##### Passage

I should have mentioned the plastic end, and keeping it away from the parts.
Not to worry, the air itself is a poor conductor, so if no contact is made, no cct is complete. Also ,without the plug, the system is a poor connection to ground.
November 18, 2005 4:51:55 AM

Plastic is actually worse for static electricity, being an insulator the electrons easily jump to whatever object of dissimilar charge they come in close proximity to. Remember in physics doing static electricity experiments. They used a Plexiglas rod charged with rabbit fur to hold a negative charge and charge flows from negative to positive.

In the end(yen) it’s up to you. I may clean a HSF but would never directly clean my motherboard or any electronics with a vacuum. I would clean the exit from the PSU though. You’re not going to fry a capacitor as those babies can hold a charge.

##########
##### Material provided

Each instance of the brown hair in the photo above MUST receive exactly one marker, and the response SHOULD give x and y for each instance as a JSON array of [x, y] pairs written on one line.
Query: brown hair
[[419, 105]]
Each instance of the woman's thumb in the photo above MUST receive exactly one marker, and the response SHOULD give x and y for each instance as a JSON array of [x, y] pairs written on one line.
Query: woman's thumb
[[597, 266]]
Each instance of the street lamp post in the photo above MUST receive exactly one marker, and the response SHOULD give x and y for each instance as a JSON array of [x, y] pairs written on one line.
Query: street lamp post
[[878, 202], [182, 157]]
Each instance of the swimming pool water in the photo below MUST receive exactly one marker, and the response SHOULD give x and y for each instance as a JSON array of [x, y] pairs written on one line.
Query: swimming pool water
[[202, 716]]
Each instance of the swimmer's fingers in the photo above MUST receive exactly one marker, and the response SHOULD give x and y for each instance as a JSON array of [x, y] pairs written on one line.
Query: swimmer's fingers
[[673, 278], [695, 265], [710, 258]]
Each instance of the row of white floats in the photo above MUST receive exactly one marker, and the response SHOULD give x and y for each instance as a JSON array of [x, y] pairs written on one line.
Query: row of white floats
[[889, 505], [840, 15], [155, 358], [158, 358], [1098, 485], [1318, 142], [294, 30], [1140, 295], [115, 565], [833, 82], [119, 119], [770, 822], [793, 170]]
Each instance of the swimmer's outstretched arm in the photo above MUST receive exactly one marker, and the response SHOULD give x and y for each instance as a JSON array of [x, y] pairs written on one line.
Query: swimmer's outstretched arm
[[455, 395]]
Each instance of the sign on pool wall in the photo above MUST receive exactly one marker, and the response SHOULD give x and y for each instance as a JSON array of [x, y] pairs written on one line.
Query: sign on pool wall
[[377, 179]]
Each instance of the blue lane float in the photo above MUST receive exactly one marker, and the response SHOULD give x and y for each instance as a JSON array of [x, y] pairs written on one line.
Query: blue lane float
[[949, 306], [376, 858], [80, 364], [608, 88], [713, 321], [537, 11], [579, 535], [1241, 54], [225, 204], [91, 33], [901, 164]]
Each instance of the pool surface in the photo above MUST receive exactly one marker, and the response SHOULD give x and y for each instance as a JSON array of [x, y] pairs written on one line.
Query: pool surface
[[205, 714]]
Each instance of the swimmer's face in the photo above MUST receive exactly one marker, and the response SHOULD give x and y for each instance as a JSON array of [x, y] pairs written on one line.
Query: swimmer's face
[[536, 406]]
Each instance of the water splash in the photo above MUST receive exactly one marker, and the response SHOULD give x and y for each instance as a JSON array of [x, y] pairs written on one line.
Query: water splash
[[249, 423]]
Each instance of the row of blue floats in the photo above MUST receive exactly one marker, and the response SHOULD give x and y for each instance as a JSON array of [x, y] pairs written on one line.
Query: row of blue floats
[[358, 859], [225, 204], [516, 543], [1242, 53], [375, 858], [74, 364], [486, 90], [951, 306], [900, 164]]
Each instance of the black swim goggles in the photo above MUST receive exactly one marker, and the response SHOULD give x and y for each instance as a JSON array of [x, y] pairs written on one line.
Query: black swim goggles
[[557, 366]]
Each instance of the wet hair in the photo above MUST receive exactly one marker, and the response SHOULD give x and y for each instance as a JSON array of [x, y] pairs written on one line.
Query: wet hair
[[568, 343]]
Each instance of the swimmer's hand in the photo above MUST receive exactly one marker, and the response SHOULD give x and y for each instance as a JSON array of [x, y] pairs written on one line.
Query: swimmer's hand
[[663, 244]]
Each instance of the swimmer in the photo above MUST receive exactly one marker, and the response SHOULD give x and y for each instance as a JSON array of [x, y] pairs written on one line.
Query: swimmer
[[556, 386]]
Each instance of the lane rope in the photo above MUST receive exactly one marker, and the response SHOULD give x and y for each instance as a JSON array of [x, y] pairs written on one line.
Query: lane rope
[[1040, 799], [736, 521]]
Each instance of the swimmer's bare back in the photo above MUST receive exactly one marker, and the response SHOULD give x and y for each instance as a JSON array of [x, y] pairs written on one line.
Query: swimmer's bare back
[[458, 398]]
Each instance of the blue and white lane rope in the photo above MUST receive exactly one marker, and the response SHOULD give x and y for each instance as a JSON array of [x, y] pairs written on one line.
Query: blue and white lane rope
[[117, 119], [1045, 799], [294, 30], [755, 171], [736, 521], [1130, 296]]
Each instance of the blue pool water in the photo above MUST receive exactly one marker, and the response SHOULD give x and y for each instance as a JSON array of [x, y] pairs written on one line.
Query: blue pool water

##########

§ **What you need to do**:
(1) Repeat the passage on static electricity and cleaning computer parts word for word.
(2) Reproduce the part of the records that opens with the line containing "Each instance of the swimmer's outstretched" and closes with the line containing "[[249, 423]]", including both of those lines.

§ **Expected responses**:
(1)
I should have mentioned the plastic end, and keeping it away from the parts.
Not to worry, the air itself is a poor conductor, so if no contact is made, no cct is complete. Also ,without the plug, the system is a poor connection to ground.
November 18, 2005 4:51:55 AM

Plastic is actually worse for static electricity, being an insulator the electrons easily jump to whatever object of dissimilar charge they come in close proximity to. Remember in physics doing static electricity experiments. They used a Plexiglas rod charged with rabbit fur to hold a negative charge and charge flows from negative to positive.

In the end(yen) it’s up to you. I may clean a HSF but would never directly clean my motherboard or any electronics with a vacuum. I would clean the exit from the PSU though. You’re not going to fry a capacitor as those babies can hold a charge.

(2)
Each instance of the swimmer's outstretched arm in the photo above MUST receive exactly one marker, and the response SHOULD give x and y for each instance as a JSON array of [x, y] pairs written on one line.
Query: swimmer's outstretched arm
[[455, 395]]
Each instance of the sign on pool wall in the photo above MUST receive exactly one marker, and the response SHOULD give x and y for each instance as a JSON array of [x, y] pairs written on one line.
Query: sign on pool wall
[[377, 179]]
Each instance of the blue lane float in the photo above MUST receive exactly one marker, and the response SHOULD give x and y for each instance as a JSON array of [x, y] pairs written on one line.
Query: blue lane float
[[949, 306], [376, 858], [80, 364], [608, 88], [713, 321], [537, 11], [579, 535], [1241, 54], [225, 204], [91, 33], [901, 164]]
Each instance of the pool surface in the photo above MUST receive exactly one marker, and the response SHOULD give x and y for each instance as a JSON array of [x, y] pairs written on one line.
Query: pool surface
[[205, 714]]
Each instance of the swimmer's face in the photo above MUST receive exactly one marker, and the response SHOULD give x and y for each instance as a JSON array of [x, y] pairs written on one line.
Query: swimmer's face
[[536, 406]]
Each instance of the water splash in the photo above MUST receive exactly one marker, and the response SHOULD give x and y for each instance as a JSON array of [x, y] pairs written on one line.
Query: water splash
[[249, 423]]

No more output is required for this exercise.